Copy the entries word for word, starting at their first line and ending after the line that contains "Now the green", with that line included.

— start DATA FOR PROCESSING —

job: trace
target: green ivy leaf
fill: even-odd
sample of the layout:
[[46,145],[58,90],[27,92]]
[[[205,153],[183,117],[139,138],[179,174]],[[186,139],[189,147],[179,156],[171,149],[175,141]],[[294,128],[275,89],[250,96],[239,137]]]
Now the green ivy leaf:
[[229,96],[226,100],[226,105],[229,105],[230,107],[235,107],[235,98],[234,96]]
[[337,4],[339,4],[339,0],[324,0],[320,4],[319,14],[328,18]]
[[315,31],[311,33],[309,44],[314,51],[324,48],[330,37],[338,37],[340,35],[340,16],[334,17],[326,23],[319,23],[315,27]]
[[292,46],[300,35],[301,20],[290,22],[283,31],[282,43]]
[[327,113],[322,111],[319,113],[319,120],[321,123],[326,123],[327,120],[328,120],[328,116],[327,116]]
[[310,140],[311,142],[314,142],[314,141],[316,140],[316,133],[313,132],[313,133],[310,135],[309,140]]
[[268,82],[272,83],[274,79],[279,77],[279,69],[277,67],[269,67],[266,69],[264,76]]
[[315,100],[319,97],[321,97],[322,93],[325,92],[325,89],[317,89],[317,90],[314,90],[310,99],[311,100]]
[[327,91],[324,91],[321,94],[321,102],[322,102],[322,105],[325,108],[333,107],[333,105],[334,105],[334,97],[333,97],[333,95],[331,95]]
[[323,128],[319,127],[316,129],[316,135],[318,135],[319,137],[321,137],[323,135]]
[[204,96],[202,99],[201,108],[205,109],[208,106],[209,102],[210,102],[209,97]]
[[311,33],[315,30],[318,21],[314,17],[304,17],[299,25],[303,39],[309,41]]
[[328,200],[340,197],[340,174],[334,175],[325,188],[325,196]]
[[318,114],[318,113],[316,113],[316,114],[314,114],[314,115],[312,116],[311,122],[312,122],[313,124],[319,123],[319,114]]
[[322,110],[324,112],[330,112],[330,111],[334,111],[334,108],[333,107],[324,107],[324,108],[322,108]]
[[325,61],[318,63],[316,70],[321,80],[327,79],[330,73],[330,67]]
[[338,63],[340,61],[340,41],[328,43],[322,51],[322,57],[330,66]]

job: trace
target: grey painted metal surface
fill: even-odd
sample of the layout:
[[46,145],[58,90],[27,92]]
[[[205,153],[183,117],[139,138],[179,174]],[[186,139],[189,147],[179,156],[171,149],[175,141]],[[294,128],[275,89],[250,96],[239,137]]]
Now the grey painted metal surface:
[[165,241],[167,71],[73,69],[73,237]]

— end DATA FOR PROCESSING —

FULL OUTPUT:
job: trace
target: green ivy leaf
fill: even-odd
sample of the layout:
[[46,145],[58,90],[27,92]]
[[[205,153],[183,117],[139,138],[179,174]],[[186,139],[189,147],[179,156],[171,149],[175,141]],[[294,128],[275,89],[250,96],[239,137]]]
Now the green ivy leaf:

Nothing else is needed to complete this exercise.